**Exercise:** Rewrite the entries, substituting "snapshot" for "photograph" and keeping everything else the same. Leave the pictures out of your answer.

**Collected data:**

## BEGIN

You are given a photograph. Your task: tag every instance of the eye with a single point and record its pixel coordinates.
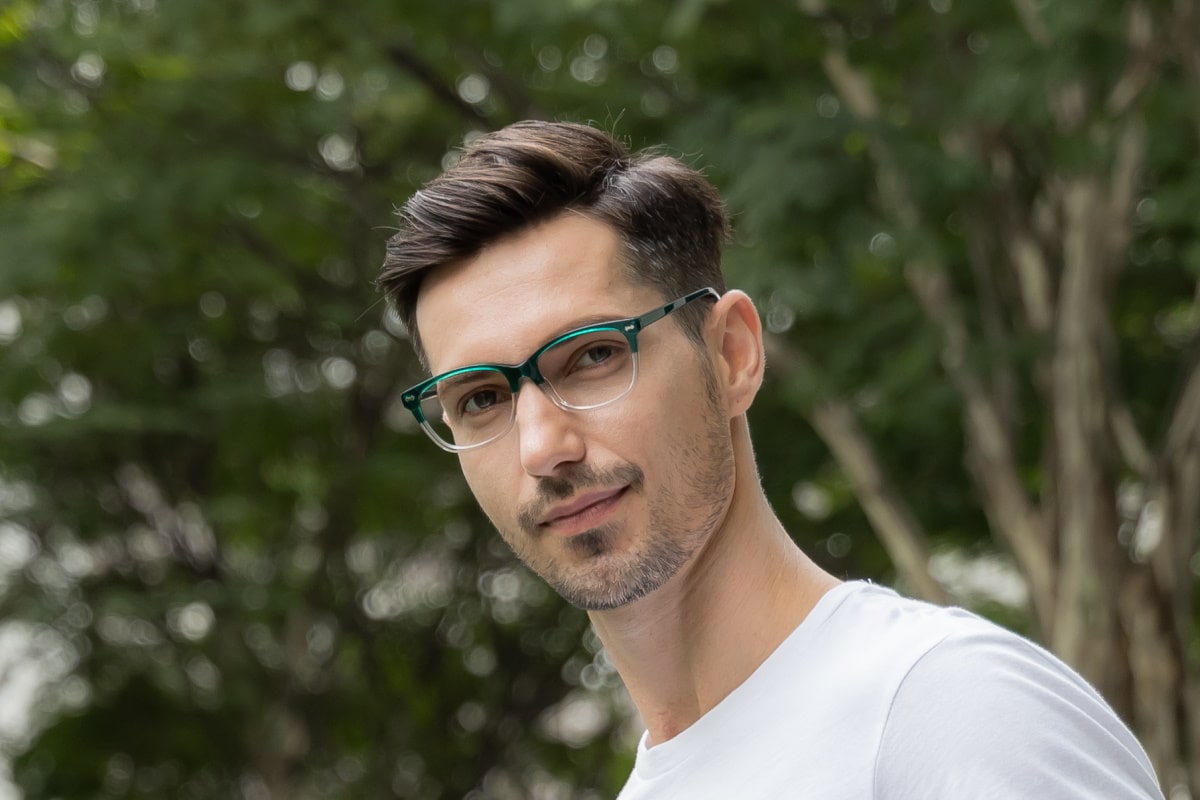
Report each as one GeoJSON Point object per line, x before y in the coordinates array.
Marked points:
{"type": "Point", "coordinates": [595, 354]}
{"type": "Point", "coordinates": [480, 401]}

## END

**The response:**
You are given a snapshot. Your task: tag every instance of the eye with a single point and record its pixel coordinates.
Report each as one GeoJSON Point object per line, x before y in the coordinates array.
Marked points:
{"type": "Point", "coordinates": [595, 354]}
{"type": "Point", "coordinates": [480, 401]}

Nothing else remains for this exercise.